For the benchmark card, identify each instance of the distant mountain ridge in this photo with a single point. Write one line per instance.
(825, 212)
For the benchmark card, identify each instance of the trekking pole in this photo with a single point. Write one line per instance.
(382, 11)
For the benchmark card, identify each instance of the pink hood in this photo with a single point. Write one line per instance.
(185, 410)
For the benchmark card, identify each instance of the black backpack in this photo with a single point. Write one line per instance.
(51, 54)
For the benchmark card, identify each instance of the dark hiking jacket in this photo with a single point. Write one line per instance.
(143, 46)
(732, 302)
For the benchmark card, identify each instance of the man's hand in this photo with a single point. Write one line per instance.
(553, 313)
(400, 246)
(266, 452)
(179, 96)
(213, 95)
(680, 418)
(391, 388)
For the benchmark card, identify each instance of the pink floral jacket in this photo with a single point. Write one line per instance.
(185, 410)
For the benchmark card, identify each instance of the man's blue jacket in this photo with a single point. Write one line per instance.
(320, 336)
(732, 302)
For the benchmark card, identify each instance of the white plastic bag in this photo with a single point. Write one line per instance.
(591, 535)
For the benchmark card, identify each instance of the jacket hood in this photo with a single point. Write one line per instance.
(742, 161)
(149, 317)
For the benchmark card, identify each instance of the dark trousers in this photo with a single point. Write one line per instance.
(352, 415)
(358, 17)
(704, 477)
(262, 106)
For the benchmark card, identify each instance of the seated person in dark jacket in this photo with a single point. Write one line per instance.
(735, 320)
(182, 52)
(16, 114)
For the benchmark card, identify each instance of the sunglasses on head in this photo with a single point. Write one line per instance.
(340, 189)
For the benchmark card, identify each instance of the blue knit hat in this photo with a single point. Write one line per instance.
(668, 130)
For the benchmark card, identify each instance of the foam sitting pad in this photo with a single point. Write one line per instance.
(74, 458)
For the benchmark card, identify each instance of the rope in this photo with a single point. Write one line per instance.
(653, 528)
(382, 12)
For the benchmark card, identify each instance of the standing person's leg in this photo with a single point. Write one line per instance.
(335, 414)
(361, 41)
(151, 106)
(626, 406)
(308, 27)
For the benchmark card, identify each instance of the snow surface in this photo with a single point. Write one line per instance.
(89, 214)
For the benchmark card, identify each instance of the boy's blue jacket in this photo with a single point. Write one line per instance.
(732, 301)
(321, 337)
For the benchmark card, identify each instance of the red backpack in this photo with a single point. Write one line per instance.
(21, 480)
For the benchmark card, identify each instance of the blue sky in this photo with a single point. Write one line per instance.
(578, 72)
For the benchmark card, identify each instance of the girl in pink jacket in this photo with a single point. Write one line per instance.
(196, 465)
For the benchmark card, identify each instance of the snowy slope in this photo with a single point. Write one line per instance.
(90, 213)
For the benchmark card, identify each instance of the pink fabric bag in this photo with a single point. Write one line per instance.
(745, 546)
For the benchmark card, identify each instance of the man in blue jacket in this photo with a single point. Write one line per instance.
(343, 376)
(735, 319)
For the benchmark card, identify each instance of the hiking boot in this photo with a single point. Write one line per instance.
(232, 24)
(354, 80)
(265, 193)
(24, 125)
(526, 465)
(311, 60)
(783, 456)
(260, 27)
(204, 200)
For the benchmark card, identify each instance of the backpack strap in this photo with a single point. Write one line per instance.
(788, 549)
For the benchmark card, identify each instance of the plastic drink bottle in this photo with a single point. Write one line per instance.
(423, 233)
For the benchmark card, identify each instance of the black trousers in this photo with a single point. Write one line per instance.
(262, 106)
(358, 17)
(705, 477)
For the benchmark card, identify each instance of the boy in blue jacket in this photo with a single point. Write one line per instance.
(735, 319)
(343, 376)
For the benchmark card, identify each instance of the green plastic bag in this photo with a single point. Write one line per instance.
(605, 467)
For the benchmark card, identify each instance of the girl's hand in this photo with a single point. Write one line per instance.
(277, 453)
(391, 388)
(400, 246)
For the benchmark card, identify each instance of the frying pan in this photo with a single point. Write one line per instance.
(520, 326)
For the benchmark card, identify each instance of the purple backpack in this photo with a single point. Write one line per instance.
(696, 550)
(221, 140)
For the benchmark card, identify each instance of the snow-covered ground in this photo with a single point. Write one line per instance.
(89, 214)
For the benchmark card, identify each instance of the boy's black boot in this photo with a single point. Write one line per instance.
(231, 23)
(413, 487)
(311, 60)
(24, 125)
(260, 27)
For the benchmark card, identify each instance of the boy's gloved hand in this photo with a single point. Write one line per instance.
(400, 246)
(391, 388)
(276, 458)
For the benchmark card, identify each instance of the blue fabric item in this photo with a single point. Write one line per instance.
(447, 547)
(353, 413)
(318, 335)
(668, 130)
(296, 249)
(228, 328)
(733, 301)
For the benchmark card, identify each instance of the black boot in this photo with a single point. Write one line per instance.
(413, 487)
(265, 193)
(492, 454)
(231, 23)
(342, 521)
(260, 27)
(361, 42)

_ _ _ _ _ _ _

Output the full listing without altering anything.

- [CORRECT RESULT]
For the benchmark card, identify each instance of the distant mountain ridge in this photo with a single point. Write one line per instance.
(825, 212)
For the benchmark card, identify each instance of the trekking pole in this photo with a single point. Write one line per instance.
(382, 11)
For the benchmark card, identify each instance of the pink hood in this photo with a single point. Write one line per instance.
(185, 410)
For the benchmark card, identify each instance of the black backpack in this photo with a single point. Write one line per instance.
(51, 54)
For the benchmark card, identify each instance of the dark hiking jacket in this photo with a single point. Write one line per instance.
(143, 46)
(732, 302)
For the benchmark card, identify each instance of the man's hand in this photo with a single point. Write one line per instance.
(553, 313)
(400, 246)
(266, 452)
(179, 96)
(213, 95)
(680, 418)
(391, 388)
For the benchmark card, identify each instance of the pink floral jacket in this photo with a single point. Write one line per instance.
(185, 410)
For the benchmark card, identify each instance of the man's blue jacket in this photo with a single point. Write one line per instance.
(320, 336)
(732, 302)
For the benchmark card, identify each instance of the white plastic bag in this photo with a single point. Write one line per instance.
(591, 535)
For the benchmark card, identify each instance of the jacket hood in this photo with a single point. Write one line per instance.
(742, 161)
(149, 317)
For the benchmark card, identify each instance of the dark trousers in this photo with a single point. Write one line per instance.
(352, 415)
(358, 17)
(704, 477)
(262, 106)
For the benchmark card, identify each instance of the seated person in dark jacket in this photo with a single point. Write one line per instance.
(735, 320)
(182, 52)
(16, 114)
For the benchmark card, identify each instance of the sunglasses on head in this photo with a single point. Write one line per instance.
(340, 189)
For the benchmark card, identify each instance of the blue knit hat in this photo with a single point. Write one line per instance.
(668, 130)
For the benchmark card, identify each instance of the foam sitting pad in this photo with a single point. Write one line per instance.
(74, 458)
For the benchmark card, identify each instance of the rope in this photo with a single point. Write one line per instance.
(653, 528)
(382, 12)
For the benchmark card, identify each instance of the standing person's leg in this photo with a single point. Write one line per instance.
(335, 414)
(361, 41)
(151, 106)
(626, 406)
(308, 27)
For the benchmark card, identify each instance of the snow surface in this photo with a single point. Write one line per instance.
(89, 214)
For the benchmark card, identify each instance of the boy's blue jacket in this photo with a single point. Write one line per instance.
(732, 301)
(321, 337)
For the benchmark card, identify each instance of the red backpack in this photo with a single point. Write one line per instance.
(21, 480)
For the benchmark card, identify each instance of the blue sky in this photo with a single point. Write one line per instance.
(578, 72)
For the benchmark card, identify each instance of the girl in pink jacket in this photo with a single point. Write one line per instance.
(196, 465)
For the benchmark card, identify each instance of the snowy slope in this photo with a single point. Write one line per instance.
(90, 213)
For the benchmark card, identify each instance of the pink fabric bag in this photo with a single point. Write one line per instance.
(745, 546)
For the benchmark card, identify each instance of the man in blue jacket in this photo with a single point. Write one line per instance.
(343, 376)
(735, 319)
For the benchmark card, identify each instance of the hiking boot in this photo with a single point. Write one line per instance.
(232, 24)
(354, 80)
(265, 193)
(24, 125)
(526, 465)
(311, 60)
(783, 456)
(260, 27)
(204, 200)
For the benchmark card, identify each instance of the backpack strap in this photo with a single point. Write one line per instance.
(788, 549)
For the benchmark card, identify each instance of the plastic drink bottle in this photo with a single point. Write one line per instance.
(423, 233)
For the benchmark card, identify each instance of the black trousers in this photo with a single point. Write one line per instance.
(262, 106)
(358, 17)
(705, 477)
For the benchmark card, identify each instance of the boy in blue jacket in this photo with a single point. Write one line per instance.
(735, 319)
(343, 376)
For the benchmark card, identify each instance of the green plastic bag in this photo with a single point. Write one line per instance.
(605, 467)
For the benchmark card, identify each instance of the girl's hand in this photo with a single point. Write one line per instance.
(277, 453)
(391, 388)
(400, 246)
For the benchmark card, identify each instance of the frying pan in this photo with a single point. Write one line per instance.
(520, 326)
For the benchmark card, identify each instance of the purple backpack in this photo with a single point. Write one line per instance.
(696, 550)
(221, 140)
For the benchmark card, identify each instance of the snow-covered ground in this photo with a single point. Write one line per instance.
(89, 214)
For the benchmark card, identify each instance of the boy's black boot in this photo with a single point. Write one line per instance.
(231, 23)
(413, 487)
(311, 60)
(24, 125)
(260, 27)
For the benchmark card, identify each instance of the boy's gloved hand in this photo with a single point. Write one line per instance.
(400, 246)
(391, 388)
(276, 458)
For the benchmark card, identify each instance of the blue fabric item in this photo with a single point. Write one line per instance.
(447, 547)
(353, 413)
(318, 335)
(668, 130)
(296, 249)
(228, 328)
(733, 301)
For the benchmark card, identify each instance of the black boot in this photo with a single point. Write one line per instance.
(413, 487)
(265, 193)
(492, 454)
(231, 23)
(342, 521)
(260, 27)
(361, 42)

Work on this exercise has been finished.